### Data
*-*-*

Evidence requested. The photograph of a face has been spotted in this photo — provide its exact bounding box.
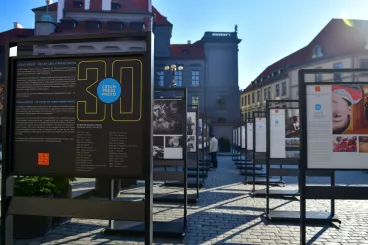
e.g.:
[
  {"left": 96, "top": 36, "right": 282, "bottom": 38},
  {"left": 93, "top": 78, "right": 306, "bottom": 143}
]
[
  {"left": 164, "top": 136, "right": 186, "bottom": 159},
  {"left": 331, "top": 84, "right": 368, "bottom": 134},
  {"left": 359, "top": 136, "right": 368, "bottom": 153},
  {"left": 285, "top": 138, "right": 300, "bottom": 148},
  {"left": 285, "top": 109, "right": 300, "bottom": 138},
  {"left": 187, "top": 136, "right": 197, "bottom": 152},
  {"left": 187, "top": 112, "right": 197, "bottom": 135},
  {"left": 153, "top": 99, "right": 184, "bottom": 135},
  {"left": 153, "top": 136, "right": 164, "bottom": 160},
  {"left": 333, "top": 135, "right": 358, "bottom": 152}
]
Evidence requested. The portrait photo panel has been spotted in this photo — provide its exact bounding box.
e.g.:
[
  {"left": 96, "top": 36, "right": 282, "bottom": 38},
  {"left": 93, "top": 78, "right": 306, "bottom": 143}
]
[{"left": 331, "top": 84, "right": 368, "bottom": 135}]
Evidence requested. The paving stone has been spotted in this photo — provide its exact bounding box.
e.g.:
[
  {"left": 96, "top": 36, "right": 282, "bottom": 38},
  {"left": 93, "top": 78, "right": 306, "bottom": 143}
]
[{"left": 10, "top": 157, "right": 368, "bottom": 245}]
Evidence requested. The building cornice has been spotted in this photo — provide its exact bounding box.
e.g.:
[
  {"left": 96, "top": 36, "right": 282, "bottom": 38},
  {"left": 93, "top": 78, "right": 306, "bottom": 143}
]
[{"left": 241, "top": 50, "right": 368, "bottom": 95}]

*-*-*

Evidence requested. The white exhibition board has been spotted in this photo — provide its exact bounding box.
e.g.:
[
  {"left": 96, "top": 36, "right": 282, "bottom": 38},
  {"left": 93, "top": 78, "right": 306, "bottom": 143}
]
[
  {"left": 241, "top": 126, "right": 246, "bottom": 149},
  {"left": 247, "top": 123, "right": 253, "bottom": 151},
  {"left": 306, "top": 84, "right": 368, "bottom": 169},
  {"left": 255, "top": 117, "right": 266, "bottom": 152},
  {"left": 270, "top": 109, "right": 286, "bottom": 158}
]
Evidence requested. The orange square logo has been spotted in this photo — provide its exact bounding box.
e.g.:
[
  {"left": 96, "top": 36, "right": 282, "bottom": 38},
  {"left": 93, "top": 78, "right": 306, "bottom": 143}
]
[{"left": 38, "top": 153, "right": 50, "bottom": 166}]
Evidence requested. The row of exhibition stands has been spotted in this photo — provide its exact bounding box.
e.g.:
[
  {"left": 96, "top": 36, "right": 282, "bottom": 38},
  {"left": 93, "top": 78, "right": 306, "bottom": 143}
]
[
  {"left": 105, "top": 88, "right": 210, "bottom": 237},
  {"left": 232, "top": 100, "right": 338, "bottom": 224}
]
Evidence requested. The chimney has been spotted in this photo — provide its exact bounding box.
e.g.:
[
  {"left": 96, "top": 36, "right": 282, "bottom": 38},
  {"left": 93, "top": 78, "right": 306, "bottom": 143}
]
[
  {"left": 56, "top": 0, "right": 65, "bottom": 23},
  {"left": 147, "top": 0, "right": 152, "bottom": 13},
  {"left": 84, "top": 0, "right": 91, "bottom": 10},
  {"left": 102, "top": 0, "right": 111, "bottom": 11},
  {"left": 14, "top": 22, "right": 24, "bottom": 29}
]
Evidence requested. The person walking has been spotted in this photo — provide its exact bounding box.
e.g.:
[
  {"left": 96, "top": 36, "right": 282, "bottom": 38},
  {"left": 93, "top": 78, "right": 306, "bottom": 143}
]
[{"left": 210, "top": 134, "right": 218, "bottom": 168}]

*-*-*

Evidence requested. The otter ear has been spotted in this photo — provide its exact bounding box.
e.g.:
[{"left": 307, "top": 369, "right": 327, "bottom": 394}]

*-*-*

### Task
Count the lines in the items above that contain the word "exhibition", and reply with only that number.

### Exercise response
2